- Text under study
Last night I mentioned the GoFundMe for Carrie, and I thank all of you for the valuable advice and encouragement. So many of you have indicated that you would love to support us financially, and I am so humbled and grateful for your support. Much of the advice that I received was to search for alternatives to crowdfunding, as most take high percentages of the donations. I believe I have a better system to take donations, but it will take me another day to set it up. I’ll give more info on it tomorrow with a link for those of you who wish to contribute.

Friends and family, please continue to pray for all of us, including me. I am tired but can’t sleep. I have little more attention and focus on anything other than getting Carrie through right now. Your calls, texts, encouragement, prayers, and support are just exactly what I prayed for, and desperately need right now. Y’all are amazing.

Day Four: August 13th

Hello friends and family, I have more good news on Carrie today.

- How to complete this task
Reproduce the update about Carrie above word for word, from start to finish.

- Stored data
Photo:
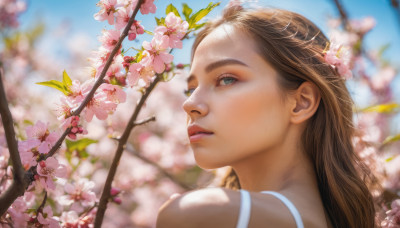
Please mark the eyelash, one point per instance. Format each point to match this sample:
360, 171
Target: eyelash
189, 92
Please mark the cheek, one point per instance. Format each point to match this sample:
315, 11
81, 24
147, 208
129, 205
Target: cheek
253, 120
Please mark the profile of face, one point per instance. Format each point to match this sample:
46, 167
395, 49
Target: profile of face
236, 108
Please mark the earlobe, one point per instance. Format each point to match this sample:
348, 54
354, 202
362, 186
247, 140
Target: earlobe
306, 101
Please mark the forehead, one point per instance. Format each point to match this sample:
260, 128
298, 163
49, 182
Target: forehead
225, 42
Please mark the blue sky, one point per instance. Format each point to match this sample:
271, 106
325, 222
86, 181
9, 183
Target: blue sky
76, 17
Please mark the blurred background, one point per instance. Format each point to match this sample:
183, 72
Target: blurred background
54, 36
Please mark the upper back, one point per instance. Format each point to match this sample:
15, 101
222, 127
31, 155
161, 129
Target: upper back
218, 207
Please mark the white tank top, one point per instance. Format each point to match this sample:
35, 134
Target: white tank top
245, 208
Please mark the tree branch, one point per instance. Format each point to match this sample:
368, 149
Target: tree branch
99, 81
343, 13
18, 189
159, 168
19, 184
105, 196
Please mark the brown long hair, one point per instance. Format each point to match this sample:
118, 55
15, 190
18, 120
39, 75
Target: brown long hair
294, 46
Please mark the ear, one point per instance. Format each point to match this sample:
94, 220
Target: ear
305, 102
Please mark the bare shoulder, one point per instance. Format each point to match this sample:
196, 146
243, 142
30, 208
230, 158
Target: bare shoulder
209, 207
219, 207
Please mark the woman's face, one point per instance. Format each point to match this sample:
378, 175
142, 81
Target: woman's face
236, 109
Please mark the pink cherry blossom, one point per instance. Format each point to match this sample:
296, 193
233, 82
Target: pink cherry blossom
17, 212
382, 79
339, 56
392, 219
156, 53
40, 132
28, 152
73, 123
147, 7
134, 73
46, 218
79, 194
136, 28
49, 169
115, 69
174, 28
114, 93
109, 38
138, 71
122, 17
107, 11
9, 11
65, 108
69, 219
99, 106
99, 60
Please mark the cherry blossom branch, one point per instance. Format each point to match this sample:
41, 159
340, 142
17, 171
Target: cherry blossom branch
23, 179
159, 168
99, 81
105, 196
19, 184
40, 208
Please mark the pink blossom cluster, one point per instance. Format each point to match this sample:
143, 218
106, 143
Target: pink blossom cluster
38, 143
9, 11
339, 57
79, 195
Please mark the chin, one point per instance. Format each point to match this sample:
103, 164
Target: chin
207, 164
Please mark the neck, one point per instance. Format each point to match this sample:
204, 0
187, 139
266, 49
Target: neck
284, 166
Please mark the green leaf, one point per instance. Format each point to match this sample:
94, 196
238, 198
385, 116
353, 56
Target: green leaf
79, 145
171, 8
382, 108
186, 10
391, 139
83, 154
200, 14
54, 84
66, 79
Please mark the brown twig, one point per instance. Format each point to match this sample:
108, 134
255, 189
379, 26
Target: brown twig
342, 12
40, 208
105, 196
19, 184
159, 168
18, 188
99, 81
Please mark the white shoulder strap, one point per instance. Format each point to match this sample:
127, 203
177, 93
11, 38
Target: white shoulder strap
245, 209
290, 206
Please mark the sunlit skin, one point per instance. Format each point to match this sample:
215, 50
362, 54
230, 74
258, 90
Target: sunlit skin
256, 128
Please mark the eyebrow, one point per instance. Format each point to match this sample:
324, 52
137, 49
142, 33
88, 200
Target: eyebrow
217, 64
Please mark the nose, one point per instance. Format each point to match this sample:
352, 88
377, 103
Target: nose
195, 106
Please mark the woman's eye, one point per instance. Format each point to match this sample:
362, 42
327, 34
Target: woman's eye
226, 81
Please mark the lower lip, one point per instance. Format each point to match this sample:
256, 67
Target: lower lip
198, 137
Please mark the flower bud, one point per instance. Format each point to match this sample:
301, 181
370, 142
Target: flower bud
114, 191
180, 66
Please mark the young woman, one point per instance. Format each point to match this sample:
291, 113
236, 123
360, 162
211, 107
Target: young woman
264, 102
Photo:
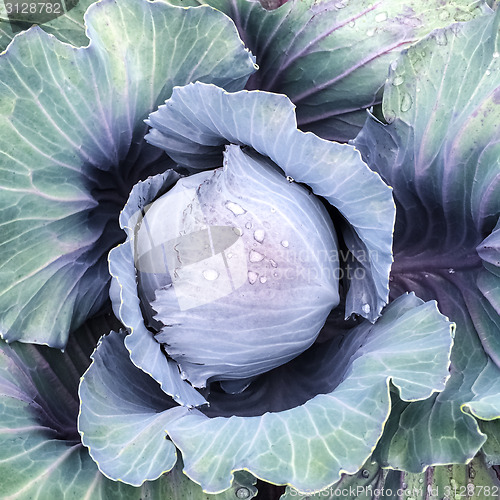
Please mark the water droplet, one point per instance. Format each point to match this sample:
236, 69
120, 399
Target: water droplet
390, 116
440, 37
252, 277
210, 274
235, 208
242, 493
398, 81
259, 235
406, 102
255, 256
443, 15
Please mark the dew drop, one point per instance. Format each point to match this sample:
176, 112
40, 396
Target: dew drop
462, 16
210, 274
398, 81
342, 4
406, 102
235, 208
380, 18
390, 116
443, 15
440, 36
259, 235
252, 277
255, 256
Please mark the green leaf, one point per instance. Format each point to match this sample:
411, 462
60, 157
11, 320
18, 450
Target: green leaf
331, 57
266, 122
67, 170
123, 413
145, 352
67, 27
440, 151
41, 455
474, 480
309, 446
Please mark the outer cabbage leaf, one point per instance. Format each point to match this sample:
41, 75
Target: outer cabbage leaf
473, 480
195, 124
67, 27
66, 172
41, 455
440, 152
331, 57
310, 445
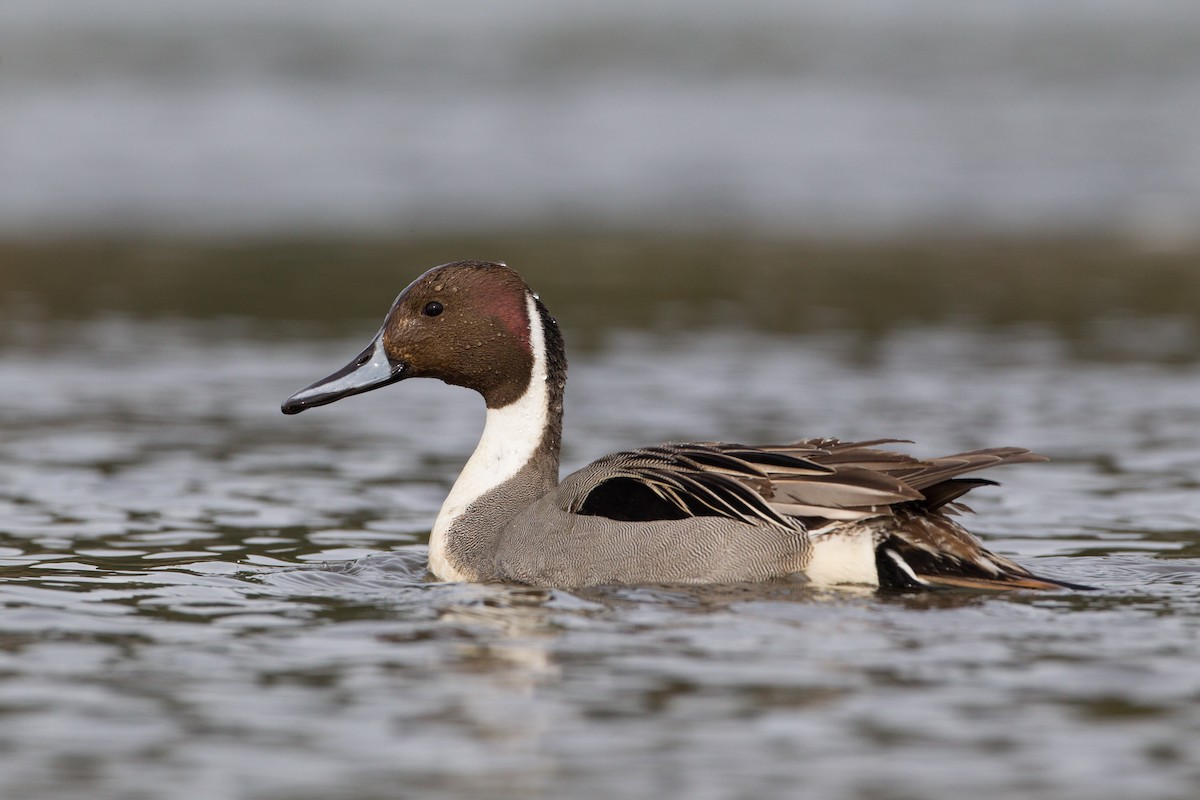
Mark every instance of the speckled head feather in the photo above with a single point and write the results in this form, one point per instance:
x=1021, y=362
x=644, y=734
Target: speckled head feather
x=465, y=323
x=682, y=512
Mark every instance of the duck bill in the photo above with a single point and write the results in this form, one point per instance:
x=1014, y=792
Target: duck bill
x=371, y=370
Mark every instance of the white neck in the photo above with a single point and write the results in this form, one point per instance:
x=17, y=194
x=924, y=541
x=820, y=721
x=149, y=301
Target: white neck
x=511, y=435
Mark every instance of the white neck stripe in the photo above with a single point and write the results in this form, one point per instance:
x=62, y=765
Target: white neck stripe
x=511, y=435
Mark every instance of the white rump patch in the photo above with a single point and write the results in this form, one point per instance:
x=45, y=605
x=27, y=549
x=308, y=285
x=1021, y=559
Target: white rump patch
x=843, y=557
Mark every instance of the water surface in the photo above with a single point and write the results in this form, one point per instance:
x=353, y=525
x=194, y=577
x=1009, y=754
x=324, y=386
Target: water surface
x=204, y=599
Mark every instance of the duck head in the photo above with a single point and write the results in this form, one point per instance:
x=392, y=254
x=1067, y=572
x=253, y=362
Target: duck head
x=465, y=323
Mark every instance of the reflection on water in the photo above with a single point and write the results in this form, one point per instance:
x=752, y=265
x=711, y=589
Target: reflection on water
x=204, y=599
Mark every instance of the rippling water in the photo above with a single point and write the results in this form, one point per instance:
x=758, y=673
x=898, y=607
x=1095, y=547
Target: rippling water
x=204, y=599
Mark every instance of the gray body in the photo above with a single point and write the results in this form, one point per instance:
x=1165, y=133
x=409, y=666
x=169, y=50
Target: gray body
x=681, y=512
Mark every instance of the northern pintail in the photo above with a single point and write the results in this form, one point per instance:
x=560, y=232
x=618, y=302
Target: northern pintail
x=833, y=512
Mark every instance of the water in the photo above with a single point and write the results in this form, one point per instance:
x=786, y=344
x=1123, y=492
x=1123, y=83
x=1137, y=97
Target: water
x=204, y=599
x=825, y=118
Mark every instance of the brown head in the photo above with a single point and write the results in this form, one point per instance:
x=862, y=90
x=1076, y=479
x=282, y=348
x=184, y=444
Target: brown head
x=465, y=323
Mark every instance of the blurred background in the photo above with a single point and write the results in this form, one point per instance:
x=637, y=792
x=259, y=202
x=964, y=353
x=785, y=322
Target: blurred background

- Solution
Last night I mentioned the GoFundMe for Carrie, and I thank all of you for the valuable advice and encouragement. So many of you have indicated that you would love to support us financially, and I am so humbled and grateful for your support. Much of the advice that I received was to search for alternatives to crowdfunding, as most take high percentages of the donations. I believe I have a better system to take donations, but it will take me another day to set it up. I’ll give more info on it tomorrow with a link for those of you who wish to contribute.

Friends and family, please continue to pray for all of us, including me. I am tired but can’t sleep. I have little more attention and focus on anything other than getting Carrie through right now. Your calls, texts, encouragement, prayers, and support are just exactly what I prayed for, and desperately need right now. Y’all are amazing.

Day Four: August 13th

Hello friends and family, I have more good news on Carrie today.